Arts & Culture
Step Into Nigel Parry’s Sensory-Rich Southern Landscapes
Mysterious, hazy, awash with color—Parry’s latest show, Portraits of Landscape, captures the momentary magic of South Carolina waterways on film

photo: Nigel Parry
Sunrise over the beach at Sullivan’s Island, South Carolina.
Nigel Parry turned to nature—and his Hasselblad camera, bike, and heavy-duty DEET—when the pandemic struck in 2021. The photographer, whose work focuses on expressive portraits of high-profile actors, politicians, and artists for publications like Garden & Gun, TIME, Vogue, and New York Magazine, had to transform his creative practice. “When COVID-19 hit, my workload went from fifty shoots a year to zero,” says Parry, who splits his time between Charleston, South Carolina, and Upstate New York. “I thought, if I can’t photograph people, then let’s go back to my roots. When I was a kid, I shot landscapes all the time.”


photo: Nigel Parry
From left: Parry's portrait of poet Allen Ginsberg; Eddie Van Halen and George Clooney.
Originally from London, Parry was instantly charmed by the Lowcountry when he first arrived for a photography project in 1995. “I remember being down there and feeling this incredible sense of peace with those lowlands,” he says. “It’s a whole different pace of life.” From May 5 to June 11, the Corrigan Gallery in Charleston will host his first landscape-centric show, Portraits of Landscape, featuring images from both of his homeplaces shot entirely on film. The exhibition will also include some of Parry’s portraits from the course of his career.

photo: Nigel Parry
These images both show the same location on Lake Placid but at different times of day.

Data items:

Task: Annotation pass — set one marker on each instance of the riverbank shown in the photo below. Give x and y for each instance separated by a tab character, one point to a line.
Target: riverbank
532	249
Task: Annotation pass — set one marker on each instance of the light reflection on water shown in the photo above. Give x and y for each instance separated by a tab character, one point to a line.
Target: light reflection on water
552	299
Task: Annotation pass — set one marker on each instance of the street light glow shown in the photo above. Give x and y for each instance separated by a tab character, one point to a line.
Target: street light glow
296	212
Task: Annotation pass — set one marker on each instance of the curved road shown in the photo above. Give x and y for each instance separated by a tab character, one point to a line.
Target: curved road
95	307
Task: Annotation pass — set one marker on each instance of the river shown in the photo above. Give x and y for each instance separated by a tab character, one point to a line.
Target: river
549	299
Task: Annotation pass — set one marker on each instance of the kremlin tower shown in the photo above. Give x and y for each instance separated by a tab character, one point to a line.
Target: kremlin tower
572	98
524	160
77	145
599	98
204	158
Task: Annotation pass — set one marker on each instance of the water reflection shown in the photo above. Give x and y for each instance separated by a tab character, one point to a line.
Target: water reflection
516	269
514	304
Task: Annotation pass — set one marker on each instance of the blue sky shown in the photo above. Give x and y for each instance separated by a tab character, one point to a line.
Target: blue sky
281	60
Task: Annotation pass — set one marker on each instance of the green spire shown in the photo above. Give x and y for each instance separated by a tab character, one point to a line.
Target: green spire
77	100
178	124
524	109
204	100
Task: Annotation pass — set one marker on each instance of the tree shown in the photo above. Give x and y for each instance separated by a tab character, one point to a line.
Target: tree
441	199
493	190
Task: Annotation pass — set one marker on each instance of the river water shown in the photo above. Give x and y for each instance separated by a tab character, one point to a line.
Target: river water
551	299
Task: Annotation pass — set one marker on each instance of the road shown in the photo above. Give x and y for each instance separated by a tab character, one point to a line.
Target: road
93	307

**REQUIRED ACTION:** In two sentences, what does the article about Nigel Parry's landscape photography say?

**YOUR RESPONSE:** When COVID-19 cut his workload from fifty shoots a year to zero, portrait photographer Nigel Parry went back to his roots and turned to landscapes, which he had shot all the time as a kid. From May 5 to June 11, the Corrigan Gallery in Charleston will host his first landscape-centric show, Portraits of Landscape, which features film images from both of his homeplaces along with some of his career portraits.